ブログ

2021.02.16

保険の白い詰め物(コンポジットレジン)のお話

保険の白い詰め物(コンポジットレジン)のお話今回はむし歯治療でよく使われる「コンポジットレジン」という白い詰め物について、お話させていただきます。

昔のむし歯の治療といえば、材料も限られていたため、削った部分を金属で埋める治療が多かったと思います。

小さなむし歯でも金属で埋められていたり、高齢の方でしたら前歯でも金属で埋めて治されていることがあります。

しかし、歯科の材料も進歩しており、今は小さなむし歯の治療でしたら、「コンポジットレジン」という白い歯科用のプラスチックが多いです。

前歯はもちろんのこと、奥歯のむし歯でも、大きさや状態によりますが、コンポジットレジンで治すことが増えてきています。

-- 課題 --
上のコンポジットレジンに関する本文を、最後の文の後から書き継いでください。

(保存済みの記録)

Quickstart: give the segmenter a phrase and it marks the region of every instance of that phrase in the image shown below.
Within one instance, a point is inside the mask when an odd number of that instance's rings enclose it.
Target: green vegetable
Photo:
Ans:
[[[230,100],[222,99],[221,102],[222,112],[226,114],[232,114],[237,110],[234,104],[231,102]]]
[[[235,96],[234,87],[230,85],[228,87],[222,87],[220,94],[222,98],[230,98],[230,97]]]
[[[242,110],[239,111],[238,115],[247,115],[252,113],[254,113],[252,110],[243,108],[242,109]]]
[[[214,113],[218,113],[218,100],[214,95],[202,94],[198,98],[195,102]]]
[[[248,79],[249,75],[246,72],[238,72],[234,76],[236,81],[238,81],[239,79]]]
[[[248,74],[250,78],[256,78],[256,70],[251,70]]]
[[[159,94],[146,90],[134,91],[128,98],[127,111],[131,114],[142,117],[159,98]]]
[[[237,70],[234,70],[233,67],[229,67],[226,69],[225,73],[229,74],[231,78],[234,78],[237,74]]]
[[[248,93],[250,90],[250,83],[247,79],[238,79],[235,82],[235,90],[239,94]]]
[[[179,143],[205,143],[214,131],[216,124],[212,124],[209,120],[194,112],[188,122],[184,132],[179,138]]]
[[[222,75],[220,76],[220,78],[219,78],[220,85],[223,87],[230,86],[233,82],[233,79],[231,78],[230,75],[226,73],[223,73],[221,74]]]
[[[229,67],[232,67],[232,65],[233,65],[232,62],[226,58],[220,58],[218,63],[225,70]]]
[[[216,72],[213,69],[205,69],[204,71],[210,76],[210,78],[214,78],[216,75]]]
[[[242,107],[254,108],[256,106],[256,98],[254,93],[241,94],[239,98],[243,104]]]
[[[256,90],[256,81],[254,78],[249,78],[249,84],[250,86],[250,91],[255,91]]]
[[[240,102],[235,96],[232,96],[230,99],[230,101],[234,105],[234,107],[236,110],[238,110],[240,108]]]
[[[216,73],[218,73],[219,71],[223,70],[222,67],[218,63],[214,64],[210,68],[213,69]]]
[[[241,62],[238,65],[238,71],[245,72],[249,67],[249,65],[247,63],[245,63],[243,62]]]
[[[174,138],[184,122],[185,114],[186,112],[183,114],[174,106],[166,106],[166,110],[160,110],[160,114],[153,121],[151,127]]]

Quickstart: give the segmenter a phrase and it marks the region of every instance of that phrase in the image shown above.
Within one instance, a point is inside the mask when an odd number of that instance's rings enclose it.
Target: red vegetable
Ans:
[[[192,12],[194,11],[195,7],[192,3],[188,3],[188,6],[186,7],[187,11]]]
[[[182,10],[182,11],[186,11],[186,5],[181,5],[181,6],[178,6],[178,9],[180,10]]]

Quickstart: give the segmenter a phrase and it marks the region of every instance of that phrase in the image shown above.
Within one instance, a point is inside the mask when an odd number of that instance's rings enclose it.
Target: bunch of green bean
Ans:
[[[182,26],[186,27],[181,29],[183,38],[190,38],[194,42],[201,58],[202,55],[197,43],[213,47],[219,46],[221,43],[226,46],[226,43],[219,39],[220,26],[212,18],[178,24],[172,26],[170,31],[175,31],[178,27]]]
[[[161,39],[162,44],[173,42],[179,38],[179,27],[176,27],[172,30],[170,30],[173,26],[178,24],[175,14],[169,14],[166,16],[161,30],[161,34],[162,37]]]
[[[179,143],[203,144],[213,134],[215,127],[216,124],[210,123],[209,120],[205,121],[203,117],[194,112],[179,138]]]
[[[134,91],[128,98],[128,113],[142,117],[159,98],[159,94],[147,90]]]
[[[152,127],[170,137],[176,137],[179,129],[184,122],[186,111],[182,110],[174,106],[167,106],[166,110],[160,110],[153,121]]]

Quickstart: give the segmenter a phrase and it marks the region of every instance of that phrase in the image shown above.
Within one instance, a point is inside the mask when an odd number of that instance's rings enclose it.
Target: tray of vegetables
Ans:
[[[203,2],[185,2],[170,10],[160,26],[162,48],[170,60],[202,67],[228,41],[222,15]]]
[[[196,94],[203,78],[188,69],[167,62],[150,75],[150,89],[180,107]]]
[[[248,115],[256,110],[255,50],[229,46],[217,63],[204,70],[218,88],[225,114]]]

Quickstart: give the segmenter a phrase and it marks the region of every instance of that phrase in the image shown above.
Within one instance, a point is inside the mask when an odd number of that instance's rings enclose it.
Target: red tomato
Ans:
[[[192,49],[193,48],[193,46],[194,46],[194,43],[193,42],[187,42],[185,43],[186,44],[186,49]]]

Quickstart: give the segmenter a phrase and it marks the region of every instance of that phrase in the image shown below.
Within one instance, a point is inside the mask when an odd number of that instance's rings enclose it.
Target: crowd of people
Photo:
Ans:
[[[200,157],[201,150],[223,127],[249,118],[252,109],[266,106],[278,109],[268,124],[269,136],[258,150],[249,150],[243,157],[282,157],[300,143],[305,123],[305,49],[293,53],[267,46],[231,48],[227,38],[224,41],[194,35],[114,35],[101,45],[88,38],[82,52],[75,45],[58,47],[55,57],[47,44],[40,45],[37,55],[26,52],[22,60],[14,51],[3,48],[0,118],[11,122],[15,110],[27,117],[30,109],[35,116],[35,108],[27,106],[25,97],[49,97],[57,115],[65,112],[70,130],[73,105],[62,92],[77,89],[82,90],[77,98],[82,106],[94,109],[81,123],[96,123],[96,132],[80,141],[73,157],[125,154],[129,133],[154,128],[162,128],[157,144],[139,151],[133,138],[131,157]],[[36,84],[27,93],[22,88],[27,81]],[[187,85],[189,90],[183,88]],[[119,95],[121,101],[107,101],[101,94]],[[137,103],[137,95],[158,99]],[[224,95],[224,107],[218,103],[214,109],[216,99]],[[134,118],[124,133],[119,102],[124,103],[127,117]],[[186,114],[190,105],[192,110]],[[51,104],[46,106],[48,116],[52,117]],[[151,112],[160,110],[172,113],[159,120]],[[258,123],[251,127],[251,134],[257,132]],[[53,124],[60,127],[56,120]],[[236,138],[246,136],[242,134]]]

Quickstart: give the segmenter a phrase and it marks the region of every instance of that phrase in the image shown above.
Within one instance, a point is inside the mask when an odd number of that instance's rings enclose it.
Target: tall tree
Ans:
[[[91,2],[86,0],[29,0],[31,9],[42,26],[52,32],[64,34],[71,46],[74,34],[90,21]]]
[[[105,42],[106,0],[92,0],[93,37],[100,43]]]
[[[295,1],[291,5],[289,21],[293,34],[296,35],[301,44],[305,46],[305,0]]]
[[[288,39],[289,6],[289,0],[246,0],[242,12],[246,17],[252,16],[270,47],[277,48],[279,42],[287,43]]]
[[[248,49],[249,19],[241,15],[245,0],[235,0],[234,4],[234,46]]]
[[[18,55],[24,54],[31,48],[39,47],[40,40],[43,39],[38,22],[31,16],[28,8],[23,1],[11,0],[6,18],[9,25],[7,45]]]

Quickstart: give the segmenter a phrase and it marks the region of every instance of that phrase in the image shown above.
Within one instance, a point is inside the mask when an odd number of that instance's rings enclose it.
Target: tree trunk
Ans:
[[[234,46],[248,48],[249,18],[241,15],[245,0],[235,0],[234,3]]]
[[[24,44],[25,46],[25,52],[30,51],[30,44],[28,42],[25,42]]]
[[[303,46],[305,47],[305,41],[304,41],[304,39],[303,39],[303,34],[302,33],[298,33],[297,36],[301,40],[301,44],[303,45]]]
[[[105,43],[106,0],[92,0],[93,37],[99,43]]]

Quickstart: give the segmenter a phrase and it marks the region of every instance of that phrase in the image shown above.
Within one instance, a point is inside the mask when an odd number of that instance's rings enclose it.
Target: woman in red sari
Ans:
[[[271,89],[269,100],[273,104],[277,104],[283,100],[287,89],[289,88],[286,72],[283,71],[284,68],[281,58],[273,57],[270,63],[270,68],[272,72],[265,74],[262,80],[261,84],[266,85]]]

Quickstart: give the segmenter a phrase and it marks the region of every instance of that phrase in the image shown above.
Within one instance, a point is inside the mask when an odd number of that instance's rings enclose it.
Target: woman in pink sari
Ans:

-- 解答 --
では、もう少し詳しくコンポジットレジンの利点や欠点、適応などについてお話していきます。

コンポジットレジンとは

コンポジットレジンとは歯科用の樹脂、プラスチックのことです。
はじめは柔らかく、力を加えることで形を整えることができ、専用の光を当てると硬化します。

昔のコンポジットレジンは、すぐ取れたり、割れやすかったりと、治療できる範囲が限られていましたが、材料の進歩により取れにくくなっていますし、強度も上がっているため、力のかかる奥歯の治療でも使われております。

また、見た目も白いため、むし歯の治療以外でも、すきっ歯の間を埋めるのに使用されたりします。

コンポジットレジンの利点

治療が1回で終わる

むし歯を取り除き、その部分にコンポジットレジンを詰めて終わるため、治療はその日1回で終わります。
インレーと言われる詰め物の場合、型取りをして、できてきた詰め物を付けるため、治療には2〜3回かかります。

見た目が歯と同じように白い

コンポジットレジンは白いプラスチックのため、つめた部分も元の歯とわかりにくいくらいに、目立ちにくい仕上がりになります。

また、コンポジットレジンは色の種類も多くありますので、その歯にあった色で自然に治す事ができます。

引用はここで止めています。